# Task description:
Copy out the listing below with every "exactly one point" changed to "a single point". Leave all other text the same.

──────────

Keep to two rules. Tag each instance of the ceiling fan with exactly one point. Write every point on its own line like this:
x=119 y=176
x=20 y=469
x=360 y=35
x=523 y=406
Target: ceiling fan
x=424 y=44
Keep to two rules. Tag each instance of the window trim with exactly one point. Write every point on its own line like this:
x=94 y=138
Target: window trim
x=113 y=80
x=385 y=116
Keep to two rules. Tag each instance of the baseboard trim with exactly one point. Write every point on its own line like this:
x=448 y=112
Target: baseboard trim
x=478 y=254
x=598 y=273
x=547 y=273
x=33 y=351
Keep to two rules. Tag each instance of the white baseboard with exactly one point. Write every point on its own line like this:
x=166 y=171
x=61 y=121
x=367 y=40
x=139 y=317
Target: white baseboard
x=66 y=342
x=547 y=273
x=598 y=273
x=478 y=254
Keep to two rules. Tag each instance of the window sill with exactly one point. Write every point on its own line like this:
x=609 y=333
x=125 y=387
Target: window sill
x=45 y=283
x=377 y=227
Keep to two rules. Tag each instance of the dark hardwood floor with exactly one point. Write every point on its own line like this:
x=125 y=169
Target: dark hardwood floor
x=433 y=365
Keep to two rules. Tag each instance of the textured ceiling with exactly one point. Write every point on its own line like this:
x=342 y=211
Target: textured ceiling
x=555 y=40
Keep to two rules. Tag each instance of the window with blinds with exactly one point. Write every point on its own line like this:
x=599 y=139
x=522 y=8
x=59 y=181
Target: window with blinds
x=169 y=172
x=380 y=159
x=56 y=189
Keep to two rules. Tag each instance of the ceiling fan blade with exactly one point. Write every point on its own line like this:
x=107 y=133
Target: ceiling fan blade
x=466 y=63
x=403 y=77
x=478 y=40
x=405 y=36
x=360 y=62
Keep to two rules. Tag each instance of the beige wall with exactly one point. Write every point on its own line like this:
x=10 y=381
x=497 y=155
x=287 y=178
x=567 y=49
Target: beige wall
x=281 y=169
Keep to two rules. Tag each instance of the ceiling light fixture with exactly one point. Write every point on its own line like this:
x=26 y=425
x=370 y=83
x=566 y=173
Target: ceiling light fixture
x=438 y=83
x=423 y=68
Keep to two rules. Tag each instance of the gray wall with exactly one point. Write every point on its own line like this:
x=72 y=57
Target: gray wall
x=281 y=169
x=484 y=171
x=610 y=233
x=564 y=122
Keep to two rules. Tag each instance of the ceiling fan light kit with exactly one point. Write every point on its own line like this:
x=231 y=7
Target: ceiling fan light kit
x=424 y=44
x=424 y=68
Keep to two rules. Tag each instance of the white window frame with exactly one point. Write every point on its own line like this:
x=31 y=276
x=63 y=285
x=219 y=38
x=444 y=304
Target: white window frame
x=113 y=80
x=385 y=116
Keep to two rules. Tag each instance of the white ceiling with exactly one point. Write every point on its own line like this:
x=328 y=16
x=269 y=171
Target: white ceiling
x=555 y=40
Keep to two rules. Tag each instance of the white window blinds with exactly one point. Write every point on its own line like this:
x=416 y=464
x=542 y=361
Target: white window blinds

──────────

# Complete answer:
Keep to two rules. Tag each instance of the ceiling fan with a single point. Write every point on its own line like this:
x=119 y=176
x=20 y=469
x=360 y=35
x=523 y=406
Target: ceiling fan
x=424 y=44
Keep to two rules. Tag each instance of the window trim with a single point. Write every point on its own line like this:
x=94 y=138
Target: window trim
x=113 y=80
x=385 y=116
Keep to two rules. Tag each instance of the baseboard trim with a single point. Write every point on its own line like this:
x=448 y=112
Target: baseboard trim
x=478 y=254
x=598 y=273
x=547 y=273
x=33 y=351
Keep to two rules. Tag each instance of the white baseboard with a single point. Write every point on its own line like this:
x=166 y=171
x=61 y=121
x=367 y=40
x=139 y=317
Target: white baseboard
x=66 y=342
x=547 y=273
x=598 y=273
x=478 y=254
Keep to two rules. Tag each instance of the window sill with a single point. Write every point on its own line like this:
x=609 y=333
x=125 y=387
Target: window sill
x=45 y=283
x=377 y=227
Keep to two rules. Tag each instance of the dark hardwood floor with a single point. Write every point on its own line like this:
x=125 y=169
Target: dark hardwood floor
x=433 y=365
Keep to two rules. Tag each instance of the textured ceiling with a single point. Write every point on its own line like this:
x=342 y=211
Target: textured ceiling
x=555 y=40
Keep to two rules. Tag each instance of the window with blinds with a single point. Write every point on its own line like this:
x=599 y=139
x=522 y=8
x=59 y=181
Target: window with blinds
x=169 y=172
x=380 y=159
x=56 y=189
Keep to two rules. Tag each instance of the ceiling fan blade with a single point. Write every point on its own line like this:
x=107 y=133
Target: ceiling fan blade
x=466 y=63
x=403 y=77
x=478 y=40
x=405 y=36
x=360 y=62
Keep to two rules. Tag each instance of the beige wall with a single point. Write every point on its own line like this:
x=10 y=381
x=497 y=155
x=287 y=178
x=567 y=49
Target: beige wall
x=281 y=169
Keep to two rules. Tag each instance of the ceiling light fixture with a single point. Write every point on its own line like this:
x=26 y=425
x=370 y=83
x=566 y=173
Target: ceiling light fixture
x=438 y=83
x=423 y=68
Keep to two rules. Tag each instance of the gray wall with a single point. Write every point on its own line like this:
x=72 y=57
Target: gray wall
x=281 y=169
x=484 y=171
x=610 y=233
x=564 y=122
Keep to two rules. Tag each instance of the ceiling fan light kit with a single point. Write every point on its own line like this:
x=231 y=7
Target: ceiling fan light kit
x=424 y=44
x=424 y=68
Keep to two rules. Tag each instance of the white window frame with a single point. Write every point on its own line like this:
x=31 y=276
x=63 y=285
x=219 y=38
x=444 y=304
Target: white window frame
x=113 y=80
x=385 y=116
Keep to two rules. Tag each instance of the white ceiling with a single point. Write every point on its own line like this:
x=328 y=16
x=269 y=171
Target: white ceiling
x=555 y=40
Keep to two rules. Tag each instance of the white window blinds with a single point. Write every point on its own line like this:
x=416 y=464
x=542 y=361
Target: white window blinds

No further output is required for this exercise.